* [Written exercise]:
Read the data and repeat all of it exactly.

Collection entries
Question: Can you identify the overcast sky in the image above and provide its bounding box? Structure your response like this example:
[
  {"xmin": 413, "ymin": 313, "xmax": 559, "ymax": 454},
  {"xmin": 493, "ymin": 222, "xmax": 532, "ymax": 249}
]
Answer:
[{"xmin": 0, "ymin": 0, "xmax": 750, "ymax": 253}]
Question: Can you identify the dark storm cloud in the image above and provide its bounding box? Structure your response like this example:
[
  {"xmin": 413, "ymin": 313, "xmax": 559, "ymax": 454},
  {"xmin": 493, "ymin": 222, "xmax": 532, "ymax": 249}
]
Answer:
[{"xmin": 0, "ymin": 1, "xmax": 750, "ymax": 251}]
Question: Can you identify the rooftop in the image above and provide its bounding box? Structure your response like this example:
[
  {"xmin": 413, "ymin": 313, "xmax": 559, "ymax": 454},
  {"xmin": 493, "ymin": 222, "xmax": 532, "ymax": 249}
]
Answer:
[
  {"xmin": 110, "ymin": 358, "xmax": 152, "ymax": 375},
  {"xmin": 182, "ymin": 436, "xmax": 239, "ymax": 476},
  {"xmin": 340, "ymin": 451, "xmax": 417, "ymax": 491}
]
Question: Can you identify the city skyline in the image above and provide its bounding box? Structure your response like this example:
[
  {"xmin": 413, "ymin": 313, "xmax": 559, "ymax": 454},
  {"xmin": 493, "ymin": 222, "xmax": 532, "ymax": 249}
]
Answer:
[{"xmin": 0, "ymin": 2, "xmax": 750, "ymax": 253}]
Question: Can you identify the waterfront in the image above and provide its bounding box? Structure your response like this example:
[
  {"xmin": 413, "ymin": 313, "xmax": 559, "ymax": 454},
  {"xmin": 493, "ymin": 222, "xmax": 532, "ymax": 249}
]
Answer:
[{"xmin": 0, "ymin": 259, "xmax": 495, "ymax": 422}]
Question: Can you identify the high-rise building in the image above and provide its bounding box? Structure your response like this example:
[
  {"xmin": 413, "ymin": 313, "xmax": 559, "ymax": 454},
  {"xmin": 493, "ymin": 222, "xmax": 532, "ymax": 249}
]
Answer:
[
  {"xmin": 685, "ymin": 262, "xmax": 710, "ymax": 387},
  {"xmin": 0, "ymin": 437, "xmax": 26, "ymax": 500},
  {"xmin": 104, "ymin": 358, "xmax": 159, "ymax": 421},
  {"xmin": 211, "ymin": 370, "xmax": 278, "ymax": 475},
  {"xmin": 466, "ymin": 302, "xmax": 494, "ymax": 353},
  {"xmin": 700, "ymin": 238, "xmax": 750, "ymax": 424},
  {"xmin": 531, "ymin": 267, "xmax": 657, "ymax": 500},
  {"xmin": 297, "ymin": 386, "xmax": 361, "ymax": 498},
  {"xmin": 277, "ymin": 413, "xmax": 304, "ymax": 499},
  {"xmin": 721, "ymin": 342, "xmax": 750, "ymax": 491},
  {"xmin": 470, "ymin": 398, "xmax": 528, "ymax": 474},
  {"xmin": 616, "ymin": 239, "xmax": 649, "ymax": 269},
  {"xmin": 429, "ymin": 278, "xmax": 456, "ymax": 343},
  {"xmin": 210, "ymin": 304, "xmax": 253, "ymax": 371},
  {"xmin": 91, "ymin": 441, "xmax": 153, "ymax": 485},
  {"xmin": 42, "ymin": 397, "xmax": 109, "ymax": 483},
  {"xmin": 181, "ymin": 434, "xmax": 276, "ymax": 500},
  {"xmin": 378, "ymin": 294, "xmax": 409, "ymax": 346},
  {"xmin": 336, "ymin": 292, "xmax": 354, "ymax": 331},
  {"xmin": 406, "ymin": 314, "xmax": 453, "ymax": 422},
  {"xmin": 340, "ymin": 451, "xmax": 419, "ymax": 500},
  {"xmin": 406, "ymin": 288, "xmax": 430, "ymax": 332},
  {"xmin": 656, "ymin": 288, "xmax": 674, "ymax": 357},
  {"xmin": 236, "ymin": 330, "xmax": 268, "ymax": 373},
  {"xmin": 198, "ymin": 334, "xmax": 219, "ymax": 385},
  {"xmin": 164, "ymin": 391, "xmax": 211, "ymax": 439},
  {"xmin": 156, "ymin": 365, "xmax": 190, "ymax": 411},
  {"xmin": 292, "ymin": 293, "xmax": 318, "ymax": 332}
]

* [Answer below]:
Question: Can you identify the overcast sky in the image above and provide its bounding box? Structure your response like this example:
[
  {"xmin": 413, "ymin": 313, "xmax": 559, "ymax": 454},
  {"xmin": 493, "ymin": 222, "xmax": 532, "ymax": 249}
]
Answer:
[{"xmin": 0, "ymin": 0, "xmax": 750, "ymax": 253}]
Question: Can you identify the dark storm cloud in the image above and provide its bounding box? Structure your response like this example:
[
  {"xmin": 413, "ymin": 313, "xmax": 559, "ymax": 454},
  {"xmin": 493, "ymin": 222, "xmax": 532, "ymax": 249}
]
Answer:
[{"xmin": 0, "ymin": 1, "xmax": 750, "ymax": 251}]
Question: Can you identify the rooftop in the image above and provide its bounding box? Structure your response like this example:
[
  {"xmin": 413, "ymin": 313, "xmax": 559, "ymax": 454},
  {"xmin": 493, "ymin": 222, "xmax": 532, "ymax": 249}
]
Answer:
[
  {"xmin": 110, "ymin": 358, "xmax": 152, "ymax": 375},
  {"xmin": 182, "ymin": 436, "xmax": 239, "ymax": 476},
  {"xmin": 340, "ymin": 451, "xmax": 417, "ymax": 491}
]
Question: Can you identify the city skyline in the image above and provide its bounding box? Structure your response like this example:
[
  {"xmin": 413, "ymin": 313, "xmax": 559, "ymax": 454},
  {"xmin": 493, "ymin": 222, "xmax": 532, "ymax": 249}
]
Answer:
[{"xmin": 0, "ymin": 2, "xmax": 750, "ymax": 253}]
Question: Can you identify the waterfront in the image above and provide its bounding box? Structure your response like this example:
[
  {"xmin": 413, "ymin": 313, "xmax": 559, "ymax": 454},
  {"xmin": 493, "ymin": 222, "xmax": 532, "ymax": 249}
]
Answer:
[{"xmin": 0, "ymin": 259, "xmax": 495, "ymax": 422}]
Question: Can you identify the high-rise building in the image above and provide its bounding box? Structure your response like this example:
[
  {"xmin": 413, "ymin": 313, "xmax": 559, "ymax": 454},
  {"xmin": 493, "ymin": 222, "xmax": 532, "ymax": 249}
]
Answer:
[
  {"xmin": 685, "ymin": 262, "xmax": 710, "ymax": 387},
  {"xmin": 0, "ymin": 437, "xmax": 26, "ymax": 500},
  {"xmin": 104, "ymin": 358, "xmax": 159, "ymax": 421},
  {"xmin": 211, "ymin": 370, "xmax": 278, "ymax": 475},
  {"xmin": 466, "ymin": 302, "xmax": 494, "ymax": 353},
  {"xmin": 700, "ymin": 238, "xmax": 750, "ymax": 424},
  {"xmin": 531, "ymin": 267, "xmax": 657, "ymax": 500},
  {"xmin": 297, "ymin": 386, "xmax": 361, "ymax": 498},
  {"xmin": 277, "ymin": 413, "xmax": 304, "ymax": 499},
  {"xmin": 721, "ymin": 342, "xmax": 750, "ymax": 491},
  {"xmin": 470, "ymin": 398, "xmax": 528, "ymax": 474},
  {"xmin": 616, "ymin": 239, "xmax": 649, "ymax": 269},
  {"xmin": 429, "ymin": 278, "xmax": 456, "ymax": 343},
  {"xmin": 210, "ymin": 304, "xmax": 253, "ymax": 371},
  {"xmin": 91, "ymin": 441, "xmax": 153, "ymax": 485},
  {"xmin": 42, "ymin": 397, "xmax": 109, "ymax": 483},
  {"xmin": 181, "ymin": 434, "xmax": 276, "ymax": 500},
  {"xmin": 378, "ymin": 294, "xmax": 409, "ymax": 346},
  {"xmin": 336, "ymin": 292, "xmax": 354, "ymax": 331},
  {"xmin": 406, "ymin": 314, "xmax": 453, "ymax": 422},
  {"xmin": 340, "ymin": 451, "xmax": 419, "ymax": 500},
  {"xmin": 406, "ymin": 288, "xmax": 430, "ymax": 332},
  {"xmin": 656, "ymin": 288, "xmax": 674, "ymax": 357},
  {"xmin": 236, "ymin": 330, "xmax": 268, "ymax": 373},
  {"xmin": 198, "ymin": 334, "xmax": 219, "ymax": 385},
  {"xmin": 164, "ymin": 391, "xmax": 211, "ymax": 439},
  {"xmin": 156, "ymin": 365, "xmax": 190, "ymax": 411},
  {"xmin": 292, "ymin": 293, "xmax": 318, "ymax": 332}
]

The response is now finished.